### YOUR TASK
Reproduce word for word the stretch of the records below from the line containing "Keep to two rules. Tag each instance of the boat hull" through the line containing "x=902 y=817", and nothing else.

### TASK INPUTS
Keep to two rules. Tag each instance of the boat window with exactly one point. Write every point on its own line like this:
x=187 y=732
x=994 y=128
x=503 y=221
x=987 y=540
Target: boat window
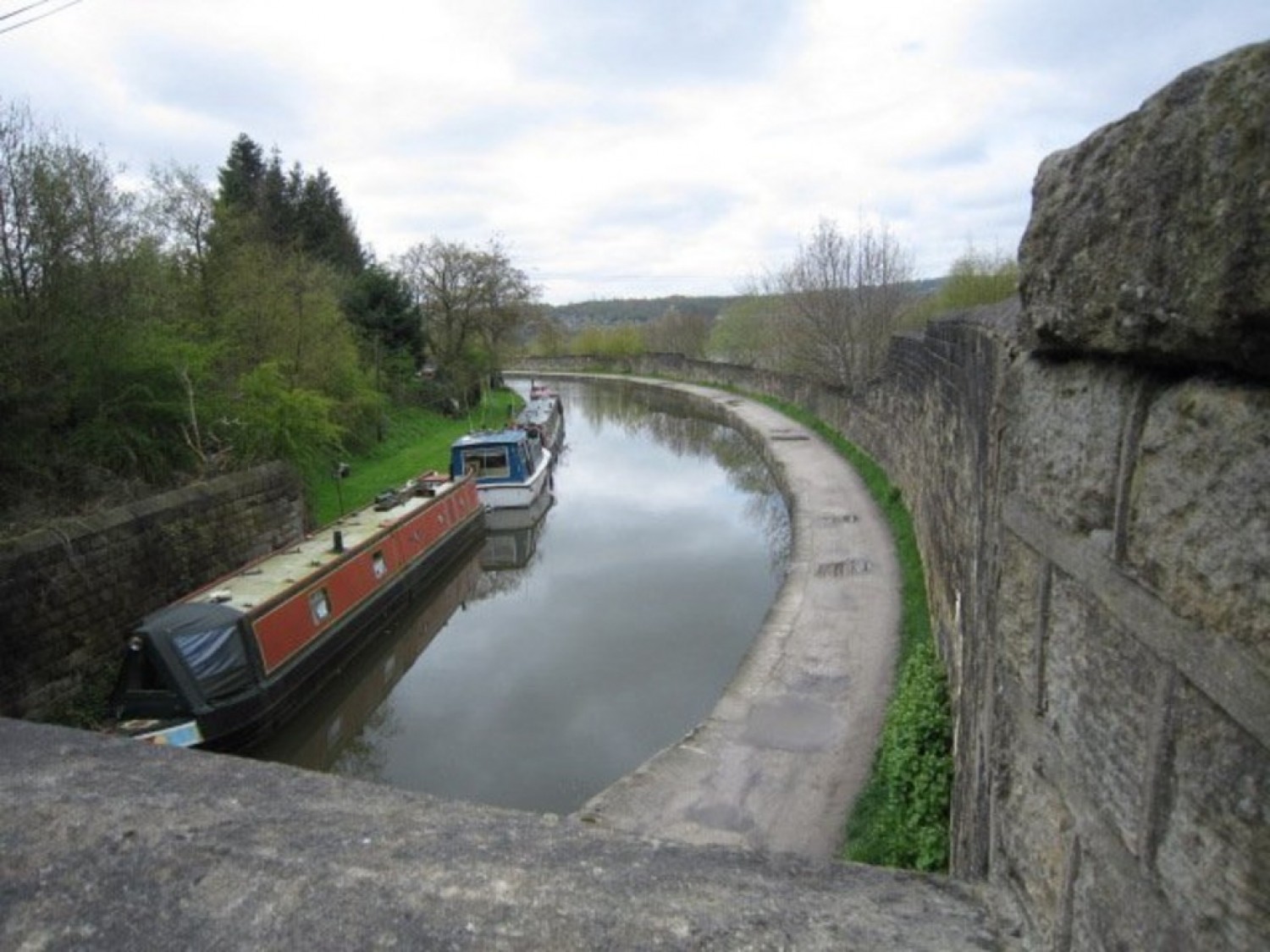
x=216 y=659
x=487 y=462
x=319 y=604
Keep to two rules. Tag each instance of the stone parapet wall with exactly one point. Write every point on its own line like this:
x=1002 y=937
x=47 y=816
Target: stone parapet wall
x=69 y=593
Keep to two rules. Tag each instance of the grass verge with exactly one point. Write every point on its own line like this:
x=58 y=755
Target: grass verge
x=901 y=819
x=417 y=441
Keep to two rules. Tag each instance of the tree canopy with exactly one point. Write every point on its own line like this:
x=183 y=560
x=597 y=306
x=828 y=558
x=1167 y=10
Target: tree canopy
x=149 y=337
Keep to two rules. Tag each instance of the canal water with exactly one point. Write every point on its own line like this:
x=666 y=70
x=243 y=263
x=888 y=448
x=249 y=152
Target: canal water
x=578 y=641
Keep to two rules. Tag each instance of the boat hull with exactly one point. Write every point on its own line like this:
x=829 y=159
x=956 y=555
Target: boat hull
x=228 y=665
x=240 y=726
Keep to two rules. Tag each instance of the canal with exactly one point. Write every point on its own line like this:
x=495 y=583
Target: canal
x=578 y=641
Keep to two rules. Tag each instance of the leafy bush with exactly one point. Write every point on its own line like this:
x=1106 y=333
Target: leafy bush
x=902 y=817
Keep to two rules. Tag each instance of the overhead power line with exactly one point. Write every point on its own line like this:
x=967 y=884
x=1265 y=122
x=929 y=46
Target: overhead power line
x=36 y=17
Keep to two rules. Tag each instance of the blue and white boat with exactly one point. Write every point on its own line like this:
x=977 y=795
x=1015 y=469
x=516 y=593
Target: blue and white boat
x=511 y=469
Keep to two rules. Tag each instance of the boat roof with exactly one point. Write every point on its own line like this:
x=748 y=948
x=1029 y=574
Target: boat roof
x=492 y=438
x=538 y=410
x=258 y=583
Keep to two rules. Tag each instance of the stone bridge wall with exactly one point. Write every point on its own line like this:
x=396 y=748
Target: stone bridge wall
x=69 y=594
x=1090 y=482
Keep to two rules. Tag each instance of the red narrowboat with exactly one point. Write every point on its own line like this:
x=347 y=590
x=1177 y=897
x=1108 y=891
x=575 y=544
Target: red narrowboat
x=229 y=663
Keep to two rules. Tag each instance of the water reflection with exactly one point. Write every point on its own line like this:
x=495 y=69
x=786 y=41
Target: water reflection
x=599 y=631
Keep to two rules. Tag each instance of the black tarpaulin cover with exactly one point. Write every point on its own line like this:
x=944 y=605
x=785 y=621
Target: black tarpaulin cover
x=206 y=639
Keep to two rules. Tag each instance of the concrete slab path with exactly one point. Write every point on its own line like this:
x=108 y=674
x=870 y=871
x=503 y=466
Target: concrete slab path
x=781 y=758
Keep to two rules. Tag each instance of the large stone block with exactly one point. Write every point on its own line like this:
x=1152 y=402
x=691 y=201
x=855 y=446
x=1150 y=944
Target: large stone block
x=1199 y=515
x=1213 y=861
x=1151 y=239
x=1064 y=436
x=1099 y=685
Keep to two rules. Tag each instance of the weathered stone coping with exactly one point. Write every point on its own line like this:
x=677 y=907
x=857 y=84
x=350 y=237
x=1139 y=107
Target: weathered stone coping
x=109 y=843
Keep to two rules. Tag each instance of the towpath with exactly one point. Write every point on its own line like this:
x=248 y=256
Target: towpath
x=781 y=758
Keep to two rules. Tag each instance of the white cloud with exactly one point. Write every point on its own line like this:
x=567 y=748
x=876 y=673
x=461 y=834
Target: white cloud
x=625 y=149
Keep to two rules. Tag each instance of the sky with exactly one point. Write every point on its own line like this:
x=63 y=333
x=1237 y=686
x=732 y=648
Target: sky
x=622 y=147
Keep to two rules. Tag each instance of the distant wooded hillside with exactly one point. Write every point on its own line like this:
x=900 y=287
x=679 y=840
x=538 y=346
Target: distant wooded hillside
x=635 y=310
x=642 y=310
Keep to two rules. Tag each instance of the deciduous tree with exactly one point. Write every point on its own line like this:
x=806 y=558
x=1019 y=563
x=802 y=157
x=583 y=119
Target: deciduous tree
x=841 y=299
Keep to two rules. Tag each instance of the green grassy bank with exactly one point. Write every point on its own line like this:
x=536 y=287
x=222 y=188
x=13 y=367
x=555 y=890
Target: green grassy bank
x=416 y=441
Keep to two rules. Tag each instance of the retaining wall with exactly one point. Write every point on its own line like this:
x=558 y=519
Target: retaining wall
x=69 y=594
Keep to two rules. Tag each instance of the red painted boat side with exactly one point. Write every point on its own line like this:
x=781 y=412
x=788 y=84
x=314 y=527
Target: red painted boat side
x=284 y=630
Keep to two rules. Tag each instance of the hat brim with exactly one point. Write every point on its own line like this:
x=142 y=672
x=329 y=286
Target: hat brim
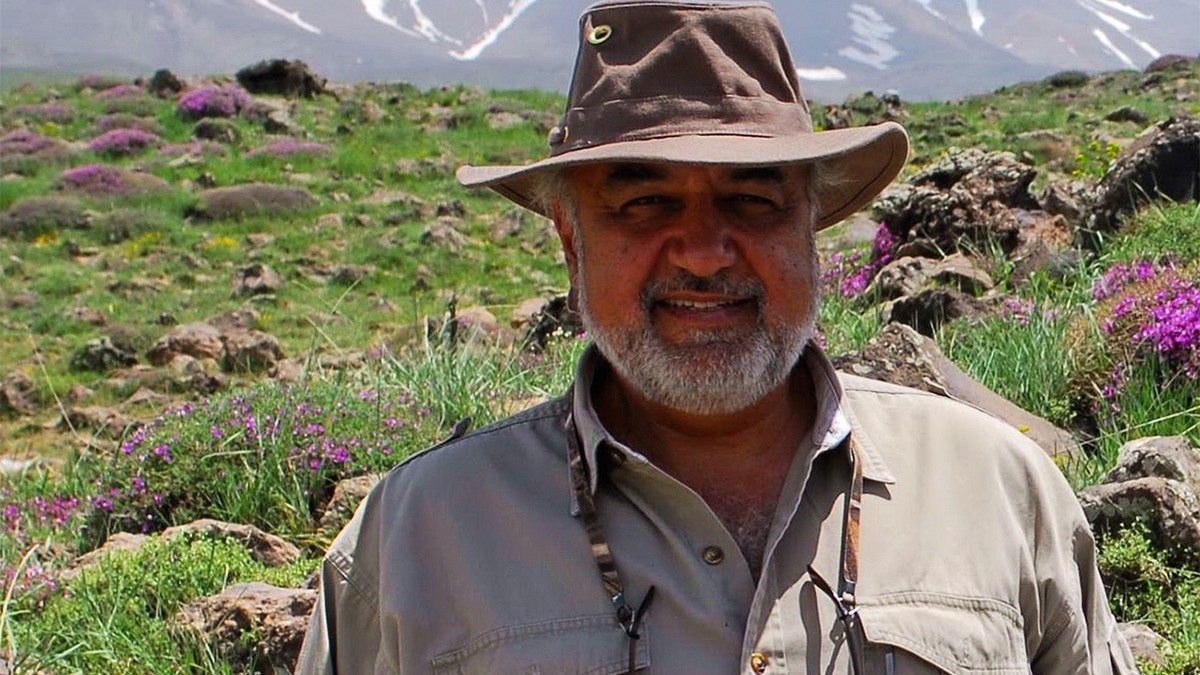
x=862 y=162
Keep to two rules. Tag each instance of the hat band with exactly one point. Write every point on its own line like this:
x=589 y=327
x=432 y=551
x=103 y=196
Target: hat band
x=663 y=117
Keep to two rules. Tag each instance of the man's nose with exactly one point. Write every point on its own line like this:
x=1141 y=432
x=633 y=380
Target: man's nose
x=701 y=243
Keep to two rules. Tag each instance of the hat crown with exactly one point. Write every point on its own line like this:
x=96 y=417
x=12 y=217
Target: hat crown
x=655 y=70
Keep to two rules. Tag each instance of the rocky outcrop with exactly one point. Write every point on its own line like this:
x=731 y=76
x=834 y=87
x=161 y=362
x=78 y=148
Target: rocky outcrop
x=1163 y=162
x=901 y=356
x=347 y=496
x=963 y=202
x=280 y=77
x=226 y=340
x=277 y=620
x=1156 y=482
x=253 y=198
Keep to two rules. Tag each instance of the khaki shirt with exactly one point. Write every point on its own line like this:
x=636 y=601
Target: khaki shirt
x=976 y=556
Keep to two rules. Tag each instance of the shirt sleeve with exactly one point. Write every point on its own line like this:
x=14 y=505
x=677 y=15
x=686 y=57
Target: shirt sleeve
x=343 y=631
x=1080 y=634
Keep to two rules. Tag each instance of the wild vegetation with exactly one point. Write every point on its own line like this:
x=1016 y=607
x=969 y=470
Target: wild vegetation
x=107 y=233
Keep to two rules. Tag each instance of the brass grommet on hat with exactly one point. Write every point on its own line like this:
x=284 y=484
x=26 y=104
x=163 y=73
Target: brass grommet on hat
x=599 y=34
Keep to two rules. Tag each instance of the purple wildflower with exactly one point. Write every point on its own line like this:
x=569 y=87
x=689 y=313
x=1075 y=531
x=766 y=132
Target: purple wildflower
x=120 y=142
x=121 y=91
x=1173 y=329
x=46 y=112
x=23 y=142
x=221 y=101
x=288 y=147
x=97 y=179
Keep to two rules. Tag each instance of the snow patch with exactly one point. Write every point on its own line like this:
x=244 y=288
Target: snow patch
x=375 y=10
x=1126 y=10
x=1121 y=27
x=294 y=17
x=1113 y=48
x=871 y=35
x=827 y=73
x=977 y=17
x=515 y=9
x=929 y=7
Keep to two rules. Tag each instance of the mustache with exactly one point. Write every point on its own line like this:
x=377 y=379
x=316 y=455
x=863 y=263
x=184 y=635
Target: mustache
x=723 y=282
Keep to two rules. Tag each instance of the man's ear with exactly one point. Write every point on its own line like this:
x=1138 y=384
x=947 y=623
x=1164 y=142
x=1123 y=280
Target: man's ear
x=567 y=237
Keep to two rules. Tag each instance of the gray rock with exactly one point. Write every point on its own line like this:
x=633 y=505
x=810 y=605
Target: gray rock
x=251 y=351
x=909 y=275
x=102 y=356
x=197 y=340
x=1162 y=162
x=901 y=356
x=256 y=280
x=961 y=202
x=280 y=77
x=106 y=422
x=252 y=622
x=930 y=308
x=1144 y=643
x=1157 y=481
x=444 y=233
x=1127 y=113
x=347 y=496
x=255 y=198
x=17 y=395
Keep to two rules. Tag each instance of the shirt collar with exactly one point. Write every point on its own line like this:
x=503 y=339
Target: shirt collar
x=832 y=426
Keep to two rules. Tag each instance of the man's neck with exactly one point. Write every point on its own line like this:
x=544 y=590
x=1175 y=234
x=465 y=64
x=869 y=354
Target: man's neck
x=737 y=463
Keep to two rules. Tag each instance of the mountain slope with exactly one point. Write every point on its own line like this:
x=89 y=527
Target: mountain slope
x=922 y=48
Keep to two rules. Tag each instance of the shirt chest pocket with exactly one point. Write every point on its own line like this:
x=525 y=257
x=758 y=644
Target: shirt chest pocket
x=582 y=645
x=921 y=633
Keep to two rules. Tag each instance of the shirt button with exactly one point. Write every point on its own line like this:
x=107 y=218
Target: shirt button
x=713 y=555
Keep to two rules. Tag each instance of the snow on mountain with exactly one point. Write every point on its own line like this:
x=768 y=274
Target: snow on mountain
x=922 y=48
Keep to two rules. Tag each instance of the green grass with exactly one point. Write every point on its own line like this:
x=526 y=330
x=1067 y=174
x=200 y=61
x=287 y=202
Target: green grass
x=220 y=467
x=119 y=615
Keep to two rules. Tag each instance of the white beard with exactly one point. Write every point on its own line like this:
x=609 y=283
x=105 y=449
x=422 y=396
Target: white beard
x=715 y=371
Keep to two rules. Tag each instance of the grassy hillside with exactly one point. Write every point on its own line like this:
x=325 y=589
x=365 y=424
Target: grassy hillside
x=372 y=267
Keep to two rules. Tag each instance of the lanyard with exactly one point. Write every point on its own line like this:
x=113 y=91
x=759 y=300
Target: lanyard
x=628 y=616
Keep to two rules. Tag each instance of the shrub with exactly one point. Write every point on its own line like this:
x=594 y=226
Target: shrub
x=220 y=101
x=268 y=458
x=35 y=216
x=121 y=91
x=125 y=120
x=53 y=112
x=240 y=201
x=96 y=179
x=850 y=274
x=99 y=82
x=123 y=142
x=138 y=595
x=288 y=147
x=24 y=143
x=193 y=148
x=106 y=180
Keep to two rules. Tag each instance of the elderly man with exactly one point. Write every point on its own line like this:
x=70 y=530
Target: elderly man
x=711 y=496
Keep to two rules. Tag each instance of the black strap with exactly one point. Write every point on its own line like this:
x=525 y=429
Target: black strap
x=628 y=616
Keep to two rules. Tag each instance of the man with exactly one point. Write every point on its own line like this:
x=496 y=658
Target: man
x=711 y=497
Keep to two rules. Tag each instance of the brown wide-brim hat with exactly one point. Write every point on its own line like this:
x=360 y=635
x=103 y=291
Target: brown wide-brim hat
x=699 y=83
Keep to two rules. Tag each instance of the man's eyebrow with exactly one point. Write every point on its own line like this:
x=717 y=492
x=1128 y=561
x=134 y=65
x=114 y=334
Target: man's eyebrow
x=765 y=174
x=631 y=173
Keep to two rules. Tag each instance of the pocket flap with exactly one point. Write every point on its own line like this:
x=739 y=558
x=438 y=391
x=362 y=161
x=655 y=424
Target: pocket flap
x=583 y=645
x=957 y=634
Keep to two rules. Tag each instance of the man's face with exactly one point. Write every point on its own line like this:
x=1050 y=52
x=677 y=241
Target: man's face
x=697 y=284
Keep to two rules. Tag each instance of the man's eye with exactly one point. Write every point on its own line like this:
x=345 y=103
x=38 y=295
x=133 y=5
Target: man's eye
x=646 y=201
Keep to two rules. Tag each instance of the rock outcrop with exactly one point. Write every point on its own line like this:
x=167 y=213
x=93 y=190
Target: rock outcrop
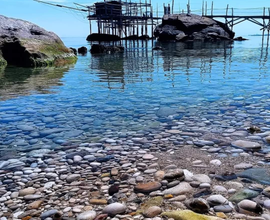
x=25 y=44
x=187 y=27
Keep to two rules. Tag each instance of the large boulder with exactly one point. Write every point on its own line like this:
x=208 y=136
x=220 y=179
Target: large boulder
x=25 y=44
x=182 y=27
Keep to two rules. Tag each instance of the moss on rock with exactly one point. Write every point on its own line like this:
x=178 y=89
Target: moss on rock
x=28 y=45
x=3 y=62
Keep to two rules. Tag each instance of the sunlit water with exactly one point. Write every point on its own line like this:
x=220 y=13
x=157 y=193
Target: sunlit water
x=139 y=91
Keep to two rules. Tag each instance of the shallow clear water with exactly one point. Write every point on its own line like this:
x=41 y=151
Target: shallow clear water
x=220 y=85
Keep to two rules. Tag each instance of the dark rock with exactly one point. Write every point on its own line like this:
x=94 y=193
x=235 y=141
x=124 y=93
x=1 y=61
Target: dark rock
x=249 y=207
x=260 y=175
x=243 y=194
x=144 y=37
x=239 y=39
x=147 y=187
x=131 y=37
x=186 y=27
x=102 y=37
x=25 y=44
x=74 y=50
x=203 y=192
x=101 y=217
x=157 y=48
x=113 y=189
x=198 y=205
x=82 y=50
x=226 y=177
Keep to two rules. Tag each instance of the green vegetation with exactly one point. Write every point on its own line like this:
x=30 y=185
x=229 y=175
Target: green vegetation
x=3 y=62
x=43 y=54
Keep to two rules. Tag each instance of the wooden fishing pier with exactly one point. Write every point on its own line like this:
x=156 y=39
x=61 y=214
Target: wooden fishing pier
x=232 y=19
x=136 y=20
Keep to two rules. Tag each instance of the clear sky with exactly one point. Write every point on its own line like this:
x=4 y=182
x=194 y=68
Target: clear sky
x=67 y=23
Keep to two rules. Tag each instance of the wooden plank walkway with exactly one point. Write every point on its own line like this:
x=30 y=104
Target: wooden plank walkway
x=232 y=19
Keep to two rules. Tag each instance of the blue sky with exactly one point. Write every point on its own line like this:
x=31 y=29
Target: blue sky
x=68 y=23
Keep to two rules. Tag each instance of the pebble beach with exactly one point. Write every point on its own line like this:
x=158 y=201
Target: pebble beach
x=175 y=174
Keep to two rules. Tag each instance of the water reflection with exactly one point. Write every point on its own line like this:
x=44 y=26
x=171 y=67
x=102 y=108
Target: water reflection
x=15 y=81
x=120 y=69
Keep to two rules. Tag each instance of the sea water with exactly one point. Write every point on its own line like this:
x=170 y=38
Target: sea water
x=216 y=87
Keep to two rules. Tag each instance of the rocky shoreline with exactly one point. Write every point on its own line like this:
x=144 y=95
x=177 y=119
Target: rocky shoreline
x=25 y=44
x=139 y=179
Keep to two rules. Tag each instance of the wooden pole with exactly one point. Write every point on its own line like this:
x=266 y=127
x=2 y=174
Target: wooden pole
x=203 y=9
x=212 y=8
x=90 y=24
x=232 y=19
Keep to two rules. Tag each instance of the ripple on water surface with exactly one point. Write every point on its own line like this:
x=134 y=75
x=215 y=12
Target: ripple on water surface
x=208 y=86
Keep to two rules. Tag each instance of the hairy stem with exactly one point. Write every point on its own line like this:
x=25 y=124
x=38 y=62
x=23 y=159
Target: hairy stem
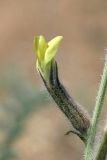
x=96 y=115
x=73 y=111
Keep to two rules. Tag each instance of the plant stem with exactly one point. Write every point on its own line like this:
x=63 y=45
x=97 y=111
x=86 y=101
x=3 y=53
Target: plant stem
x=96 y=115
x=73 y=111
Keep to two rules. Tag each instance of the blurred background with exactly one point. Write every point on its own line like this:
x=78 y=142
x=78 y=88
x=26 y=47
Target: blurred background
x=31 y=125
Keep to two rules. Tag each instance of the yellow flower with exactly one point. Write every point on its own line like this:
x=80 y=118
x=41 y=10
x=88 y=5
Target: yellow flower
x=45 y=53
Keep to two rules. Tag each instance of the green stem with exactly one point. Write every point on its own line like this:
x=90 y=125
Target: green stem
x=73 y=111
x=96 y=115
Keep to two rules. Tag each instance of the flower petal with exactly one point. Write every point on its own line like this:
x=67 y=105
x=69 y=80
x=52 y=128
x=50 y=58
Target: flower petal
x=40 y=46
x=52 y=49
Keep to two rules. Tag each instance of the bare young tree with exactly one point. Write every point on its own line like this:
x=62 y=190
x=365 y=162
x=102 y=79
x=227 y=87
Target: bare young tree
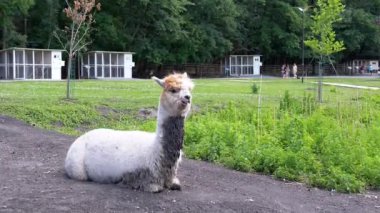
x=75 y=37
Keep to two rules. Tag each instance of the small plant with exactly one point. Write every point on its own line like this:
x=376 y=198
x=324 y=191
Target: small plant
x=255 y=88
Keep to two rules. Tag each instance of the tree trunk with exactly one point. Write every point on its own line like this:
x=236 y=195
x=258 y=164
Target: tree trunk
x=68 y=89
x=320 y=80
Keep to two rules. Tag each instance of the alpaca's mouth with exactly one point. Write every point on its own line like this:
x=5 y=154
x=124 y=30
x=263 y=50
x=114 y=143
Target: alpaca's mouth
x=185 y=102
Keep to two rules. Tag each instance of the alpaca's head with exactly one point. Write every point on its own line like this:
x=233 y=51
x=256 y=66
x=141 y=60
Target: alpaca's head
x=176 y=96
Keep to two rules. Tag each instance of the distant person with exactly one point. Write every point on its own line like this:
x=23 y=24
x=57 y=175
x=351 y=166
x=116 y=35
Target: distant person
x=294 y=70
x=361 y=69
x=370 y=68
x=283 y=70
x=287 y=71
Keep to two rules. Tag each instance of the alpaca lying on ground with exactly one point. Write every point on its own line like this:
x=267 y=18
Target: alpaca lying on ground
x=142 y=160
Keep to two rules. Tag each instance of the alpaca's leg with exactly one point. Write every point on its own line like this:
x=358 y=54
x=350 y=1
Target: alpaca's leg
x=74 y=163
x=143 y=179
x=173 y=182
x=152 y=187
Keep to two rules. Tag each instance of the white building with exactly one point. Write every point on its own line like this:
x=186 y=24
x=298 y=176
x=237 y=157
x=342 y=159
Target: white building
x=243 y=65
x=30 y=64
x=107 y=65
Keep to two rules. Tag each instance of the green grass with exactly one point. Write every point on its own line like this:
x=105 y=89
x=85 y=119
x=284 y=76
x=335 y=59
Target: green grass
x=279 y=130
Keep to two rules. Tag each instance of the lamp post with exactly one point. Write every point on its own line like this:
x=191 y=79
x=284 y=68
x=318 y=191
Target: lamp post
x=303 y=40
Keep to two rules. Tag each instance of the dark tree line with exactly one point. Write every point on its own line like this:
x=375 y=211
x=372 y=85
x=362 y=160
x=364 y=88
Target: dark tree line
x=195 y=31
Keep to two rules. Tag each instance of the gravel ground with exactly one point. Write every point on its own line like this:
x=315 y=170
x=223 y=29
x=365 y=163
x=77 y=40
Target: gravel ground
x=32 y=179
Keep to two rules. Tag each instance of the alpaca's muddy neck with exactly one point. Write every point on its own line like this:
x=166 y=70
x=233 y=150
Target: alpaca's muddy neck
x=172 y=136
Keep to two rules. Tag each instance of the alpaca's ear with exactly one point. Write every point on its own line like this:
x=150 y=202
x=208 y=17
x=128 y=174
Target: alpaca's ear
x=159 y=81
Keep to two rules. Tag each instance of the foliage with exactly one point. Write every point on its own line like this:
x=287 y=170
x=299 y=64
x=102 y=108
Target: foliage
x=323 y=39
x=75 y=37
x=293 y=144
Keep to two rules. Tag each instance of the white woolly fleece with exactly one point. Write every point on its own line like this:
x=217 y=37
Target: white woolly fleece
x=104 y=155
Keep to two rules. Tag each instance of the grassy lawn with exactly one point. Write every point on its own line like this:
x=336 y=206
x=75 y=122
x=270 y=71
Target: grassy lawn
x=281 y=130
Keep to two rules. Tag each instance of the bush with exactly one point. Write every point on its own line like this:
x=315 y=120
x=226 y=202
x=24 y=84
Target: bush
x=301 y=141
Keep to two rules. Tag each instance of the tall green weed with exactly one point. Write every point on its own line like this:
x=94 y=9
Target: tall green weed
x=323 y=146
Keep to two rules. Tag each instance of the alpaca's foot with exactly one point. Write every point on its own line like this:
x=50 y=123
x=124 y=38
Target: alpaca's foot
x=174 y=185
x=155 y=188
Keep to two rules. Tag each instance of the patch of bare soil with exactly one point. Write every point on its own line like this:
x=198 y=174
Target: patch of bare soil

### WRITTEN RESPONSE
Keep to two rules. Tag each instance of the boat hull with exactly one point. Write every point on its own line like this:
x=829 y=159
x=956 y=555
Target: boat hull
x=228 y=665
x=240 y=726
Keep to two rules. Tag each instance of the canal with exactly one point. Write every point on its own line like this:
x=495 y=583
Target: canal
x=578 y=641
Keep to two rules. Tag each instance of the leafy bush with exactly one point. Write every point on its own line like this:
x=1106 y=333
Target: leafy bush
x=902 y=817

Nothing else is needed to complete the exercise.